#### EXCERPTED TEXT
>> begin
The Boy Behind the Curtain

The Boy Behind the Curtain

By  Tim Winton

The remarkable true stories of The Boy Behind the Curtain reveal an intimate and rare view of Tim Winton’s imagination at work and play.

In Tim Winton’s fiction, chaos waits in the wings and ordinary people are ambushed by events and emotions beyond their control.

Winton’s own life has also been shaped by havoc. The extraordinarily powerful true stories that make up The Boy Behind the Curtain take us behind the scenes, revealing the accidents, both serendipitous and traumatic, that have influenced his view of life and fuelled his distinctive artistic vision.

They show the unexpected links between car crashes and religious faith, between surfing and writing, and how going to the wrong movie at the age of eight opened him up to a life of the imagination. And in writing about class, fundamentalism, asylum seekers, guns and the natural world, he presents not only the concerns that have made him the much-loved writer he is, but some of what unites the life and the work.

By turns impassioned, funny, joyous, astonishing, this is Winton’s most personal book to date, an insight into the man who’s held us enthralled for three decades and helped us reshape our view of ourselves. Behind it all, from risk-taking youth to surprise-averse middle age, has been the crazy punt of staking everything on becoming a writer.
>> end
#### RAW DATA
>> begin
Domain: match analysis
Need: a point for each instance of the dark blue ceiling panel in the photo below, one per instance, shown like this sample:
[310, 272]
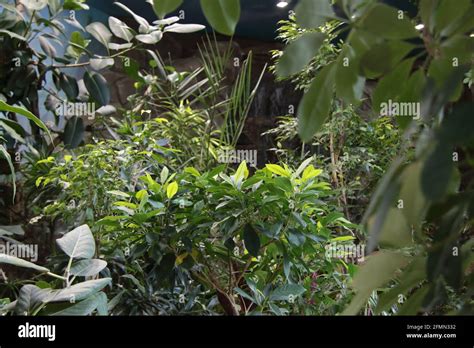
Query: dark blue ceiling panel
[258, 21]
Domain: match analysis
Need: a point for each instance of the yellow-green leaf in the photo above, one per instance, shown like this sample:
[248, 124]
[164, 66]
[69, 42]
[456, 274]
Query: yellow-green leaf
[172, 189]
[276, 169]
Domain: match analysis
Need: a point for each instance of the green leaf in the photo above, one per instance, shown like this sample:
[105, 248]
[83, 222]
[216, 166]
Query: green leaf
[380, 59]
[27, 298]
[75, 5]
[79, 243]
[24, 112]
[223, 15]
[447, 17]
[172, 189]
[164, 174]
[69, 85]
[120, 29]
[74, 132]
[284, 292]
[378, 269]
[251, 240]
[163, 7]
[47, 47]
[77, 292]
[313, 14]
[98, 64]
[414, 303]
[242, 172]
[11, 132]
[100, 32]
[411, 276]
[88, 268]
[387, 22]
[12, 35]
[438, 170]
[4, 153]
[411, 193]
[96, 85]
[395, 232]
[12, 260]
[299, 54]
[278, 170]
[316, 104]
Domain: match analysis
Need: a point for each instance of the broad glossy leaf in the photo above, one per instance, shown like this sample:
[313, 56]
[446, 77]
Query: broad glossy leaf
[88, 268]
[284, 292]
[83, 308]
[24, 112]
[223, 15]
[12, 260]
[77, 292]
[79, 243]
[151, 38]
[101, 63]
[69, 85]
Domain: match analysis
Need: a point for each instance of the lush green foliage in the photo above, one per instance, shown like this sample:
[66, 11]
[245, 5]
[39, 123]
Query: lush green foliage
[182, 235]
[419, 214]
[81, 298]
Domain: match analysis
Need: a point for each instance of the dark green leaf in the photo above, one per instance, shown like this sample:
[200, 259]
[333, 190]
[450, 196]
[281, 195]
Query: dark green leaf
[252, 240]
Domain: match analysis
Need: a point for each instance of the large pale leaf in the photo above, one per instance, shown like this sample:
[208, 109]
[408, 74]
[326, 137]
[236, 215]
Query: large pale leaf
[79, 243]
[120, 29]
[85, 307]
[100, 32]
[88, 268]
[15, 261]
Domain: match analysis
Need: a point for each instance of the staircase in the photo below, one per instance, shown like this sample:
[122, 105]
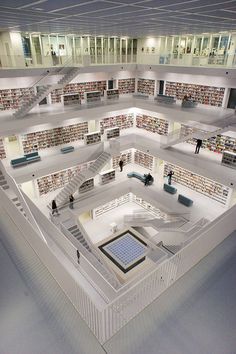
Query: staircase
[146, 219]
[183, 134]
[74, 230]
[44, 91]
[78, 180]
[14, 199]
[93, 258]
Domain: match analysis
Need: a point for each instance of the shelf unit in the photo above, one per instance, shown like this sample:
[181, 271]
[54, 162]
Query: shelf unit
[92, 138]
[14, 98]
[49, 138]
[112, 94]
[155, 211]
[203, 185]
[143, 159]
[218, 143]
[152, 124]
[92, 96]
[112, 133]
[126, 157]
[209, 95]
[111, 205]
[229, 159]
[70, 99]
[87, 186]
[146, 86]
[123, 121]
[2, 150]
[57, 180]
[78, 88]
[126, 86]
[107, 176]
>> end
#### DIRECTIVES
(1) Reproduce the text of the book description from "The remarkable true" up to and including "beyond their control.".
(2) Answer these questions from the book description:
(a) At what age did Winton go to the wrong movie?
(b) For how many decades has he held readers enthralled?
(c) How does the description rank this book among his others?

#### ANSWER LIST
(1)
The remarkable true stories of The Boy Behind the Curtain reveal an intimate and rare view of Tim Winton’s imagination at work and play.

In Tim Winton’s fiction, chaos waits in the wings and ordinary people are ambushed by events and emotions beyond their control.

(2)
(a) Eight.
(b) Three.
(c) It is his most personal book to date.